BEGIN MATERIAL

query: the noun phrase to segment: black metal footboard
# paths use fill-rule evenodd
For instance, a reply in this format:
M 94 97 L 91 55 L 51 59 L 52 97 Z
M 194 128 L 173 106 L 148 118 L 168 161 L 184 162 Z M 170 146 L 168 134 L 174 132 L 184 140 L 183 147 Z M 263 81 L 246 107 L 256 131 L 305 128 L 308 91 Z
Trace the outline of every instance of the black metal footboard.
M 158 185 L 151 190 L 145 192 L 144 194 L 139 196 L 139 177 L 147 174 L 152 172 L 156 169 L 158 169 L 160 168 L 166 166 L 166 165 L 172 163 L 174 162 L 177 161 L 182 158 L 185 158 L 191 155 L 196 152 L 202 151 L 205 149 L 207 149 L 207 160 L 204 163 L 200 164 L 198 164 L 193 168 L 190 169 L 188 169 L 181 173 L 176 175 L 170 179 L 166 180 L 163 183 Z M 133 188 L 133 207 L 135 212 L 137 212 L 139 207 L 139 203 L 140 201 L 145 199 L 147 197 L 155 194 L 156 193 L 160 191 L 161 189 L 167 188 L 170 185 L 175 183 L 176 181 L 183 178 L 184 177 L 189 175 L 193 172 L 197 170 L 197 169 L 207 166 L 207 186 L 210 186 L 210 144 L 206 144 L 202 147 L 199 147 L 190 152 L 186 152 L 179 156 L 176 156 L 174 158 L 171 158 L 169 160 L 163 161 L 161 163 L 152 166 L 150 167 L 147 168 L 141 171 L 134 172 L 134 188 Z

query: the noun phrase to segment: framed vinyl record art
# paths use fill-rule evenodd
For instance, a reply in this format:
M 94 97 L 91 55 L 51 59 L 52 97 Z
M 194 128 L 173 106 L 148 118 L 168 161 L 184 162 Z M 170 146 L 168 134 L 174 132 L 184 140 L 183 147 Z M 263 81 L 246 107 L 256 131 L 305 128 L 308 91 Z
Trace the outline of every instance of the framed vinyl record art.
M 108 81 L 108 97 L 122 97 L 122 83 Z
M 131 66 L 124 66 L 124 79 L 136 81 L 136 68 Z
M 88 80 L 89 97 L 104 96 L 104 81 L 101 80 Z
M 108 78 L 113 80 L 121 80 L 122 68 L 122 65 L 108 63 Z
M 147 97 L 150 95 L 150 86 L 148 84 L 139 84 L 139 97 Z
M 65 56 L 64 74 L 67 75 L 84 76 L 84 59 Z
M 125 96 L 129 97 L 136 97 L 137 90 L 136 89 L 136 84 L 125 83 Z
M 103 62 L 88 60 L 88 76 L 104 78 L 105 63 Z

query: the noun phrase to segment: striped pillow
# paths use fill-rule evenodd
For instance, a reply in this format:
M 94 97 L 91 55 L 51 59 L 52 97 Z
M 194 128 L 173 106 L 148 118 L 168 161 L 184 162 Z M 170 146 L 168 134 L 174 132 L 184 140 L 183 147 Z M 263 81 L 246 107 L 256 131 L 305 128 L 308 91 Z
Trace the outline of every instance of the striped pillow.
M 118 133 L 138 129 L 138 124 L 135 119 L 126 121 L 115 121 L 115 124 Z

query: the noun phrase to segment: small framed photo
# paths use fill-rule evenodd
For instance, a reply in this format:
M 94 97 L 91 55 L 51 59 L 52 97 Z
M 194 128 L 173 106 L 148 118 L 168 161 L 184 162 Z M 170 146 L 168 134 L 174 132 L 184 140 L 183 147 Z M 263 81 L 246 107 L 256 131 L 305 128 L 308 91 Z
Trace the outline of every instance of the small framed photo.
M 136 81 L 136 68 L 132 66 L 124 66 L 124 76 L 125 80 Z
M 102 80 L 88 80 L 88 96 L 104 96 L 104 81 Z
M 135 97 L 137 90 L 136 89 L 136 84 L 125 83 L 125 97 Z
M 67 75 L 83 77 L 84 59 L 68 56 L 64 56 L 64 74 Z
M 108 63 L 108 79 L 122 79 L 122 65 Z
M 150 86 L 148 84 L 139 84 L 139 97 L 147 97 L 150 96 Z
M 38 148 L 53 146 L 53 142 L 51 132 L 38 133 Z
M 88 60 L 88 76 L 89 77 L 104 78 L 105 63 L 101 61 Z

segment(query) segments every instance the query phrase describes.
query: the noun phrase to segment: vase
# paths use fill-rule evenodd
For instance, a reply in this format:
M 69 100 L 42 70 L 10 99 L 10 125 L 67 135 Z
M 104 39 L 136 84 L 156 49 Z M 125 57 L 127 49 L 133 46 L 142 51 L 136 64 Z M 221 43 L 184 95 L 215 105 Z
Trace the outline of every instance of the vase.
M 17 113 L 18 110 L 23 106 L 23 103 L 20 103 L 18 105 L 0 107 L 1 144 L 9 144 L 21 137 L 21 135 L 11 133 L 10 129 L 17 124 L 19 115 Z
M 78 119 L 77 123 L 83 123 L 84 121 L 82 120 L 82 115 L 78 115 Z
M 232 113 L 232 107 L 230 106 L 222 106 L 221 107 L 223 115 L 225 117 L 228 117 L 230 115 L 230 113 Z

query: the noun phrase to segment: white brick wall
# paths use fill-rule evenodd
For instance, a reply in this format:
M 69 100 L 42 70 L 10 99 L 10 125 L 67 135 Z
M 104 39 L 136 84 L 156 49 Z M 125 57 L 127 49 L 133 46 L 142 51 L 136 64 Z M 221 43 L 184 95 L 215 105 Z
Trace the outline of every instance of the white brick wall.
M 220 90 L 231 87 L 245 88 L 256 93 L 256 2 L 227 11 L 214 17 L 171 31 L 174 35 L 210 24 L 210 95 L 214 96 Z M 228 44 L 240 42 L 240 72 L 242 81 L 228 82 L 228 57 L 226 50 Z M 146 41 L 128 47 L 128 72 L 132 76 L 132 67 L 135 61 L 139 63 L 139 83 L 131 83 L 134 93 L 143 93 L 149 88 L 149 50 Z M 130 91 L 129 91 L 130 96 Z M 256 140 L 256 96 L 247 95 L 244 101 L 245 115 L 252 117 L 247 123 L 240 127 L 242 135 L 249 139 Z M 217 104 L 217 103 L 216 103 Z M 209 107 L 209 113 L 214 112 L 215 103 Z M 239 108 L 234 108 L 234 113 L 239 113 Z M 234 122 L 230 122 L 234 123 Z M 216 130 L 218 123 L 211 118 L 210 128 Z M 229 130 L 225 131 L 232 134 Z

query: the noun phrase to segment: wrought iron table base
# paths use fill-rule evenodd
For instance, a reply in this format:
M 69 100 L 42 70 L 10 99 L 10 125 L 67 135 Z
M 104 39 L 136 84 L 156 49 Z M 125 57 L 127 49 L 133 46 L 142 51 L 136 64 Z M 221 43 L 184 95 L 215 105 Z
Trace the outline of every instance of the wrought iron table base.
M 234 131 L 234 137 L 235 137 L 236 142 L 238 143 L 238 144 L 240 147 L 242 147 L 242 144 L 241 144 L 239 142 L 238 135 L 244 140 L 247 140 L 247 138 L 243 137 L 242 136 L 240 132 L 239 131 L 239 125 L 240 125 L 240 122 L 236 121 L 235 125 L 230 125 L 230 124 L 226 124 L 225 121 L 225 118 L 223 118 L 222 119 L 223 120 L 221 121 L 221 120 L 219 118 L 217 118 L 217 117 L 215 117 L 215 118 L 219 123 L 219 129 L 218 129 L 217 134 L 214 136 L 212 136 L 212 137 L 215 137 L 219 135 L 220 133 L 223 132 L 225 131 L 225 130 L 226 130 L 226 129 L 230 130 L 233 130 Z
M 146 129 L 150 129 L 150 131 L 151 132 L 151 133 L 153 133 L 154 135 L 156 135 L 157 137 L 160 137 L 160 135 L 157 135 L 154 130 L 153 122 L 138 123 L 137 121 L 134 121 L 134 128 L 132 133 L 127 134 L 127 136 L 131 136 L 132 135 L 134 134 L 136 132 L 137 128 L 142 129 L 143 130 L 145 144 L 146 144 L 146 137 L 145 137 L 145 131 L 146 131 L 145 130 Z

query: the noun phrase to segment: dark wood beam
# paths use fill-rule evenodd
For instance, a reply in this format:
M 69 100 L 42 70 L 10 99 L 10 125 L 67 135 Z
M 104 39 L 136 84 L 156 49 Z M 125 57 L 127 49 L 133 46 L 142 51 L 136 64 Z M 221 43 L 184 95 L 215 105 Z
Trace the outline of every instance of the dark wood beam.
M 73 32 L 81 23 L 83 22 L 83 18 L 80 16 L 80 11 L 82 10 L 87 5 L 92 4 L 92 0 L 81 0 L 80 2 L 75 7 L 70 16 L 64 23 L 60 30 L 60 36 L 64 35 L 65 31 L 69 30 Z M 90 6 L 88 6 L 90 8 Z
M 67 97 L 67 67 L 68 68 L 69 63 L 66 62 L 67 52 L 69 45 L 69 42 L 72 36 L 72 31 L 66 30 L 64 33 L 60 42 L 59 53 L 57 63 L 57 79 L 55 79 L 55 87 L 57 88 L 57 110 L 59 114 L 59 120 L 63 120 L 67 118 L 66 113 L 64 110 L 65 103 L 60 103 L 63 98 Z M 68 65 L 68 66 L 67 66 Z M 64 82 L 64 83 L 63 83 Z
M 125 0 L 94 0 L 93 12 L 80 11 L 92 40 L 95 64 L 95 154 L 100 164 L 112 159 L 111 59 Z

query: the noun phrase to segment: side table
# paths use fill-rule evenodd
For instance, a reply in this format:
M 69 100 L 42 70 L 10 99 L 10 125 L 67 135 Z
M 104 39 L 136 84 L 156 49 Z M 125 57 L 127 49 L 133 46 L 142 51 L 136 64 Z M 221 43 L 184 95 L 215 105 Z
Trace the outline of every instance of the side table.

END MATERIAL

[TASK DETAILS]
Please express the lines from the one containing "segment(query) segments every" through the one containing "M 17 113 L 18" as a numbered list, omitting blank lines.

[SOLUTION TO THE PROBLEM]
1. segment(query) segments every instance the query phrase describes.
2. query: the noun phrase to segment: vase
3. # paths use fill-rule evenodd
4. For instance, a reply in this format:
5. M 69 100 L 42 70 L 10 99 L 10 125 L 67 135 Z
6. M 104 39 L 136 84 L 156 49 Z M 125 57 L 127 49 L 133 46 L 142 51 L 136 64 Z M 221 43 L 184 95 L 215 105 Z
7. Trace the outline of every instance of the vase.
8. M 17 113 L 18 110 L 23 106 L 23 103 L 20 103 L 18 105 L 0 107 L 1 144 L 9 144 L 21 137 L 21 135 L 11 133 L 10 129 L 17 124 L 19 115 Z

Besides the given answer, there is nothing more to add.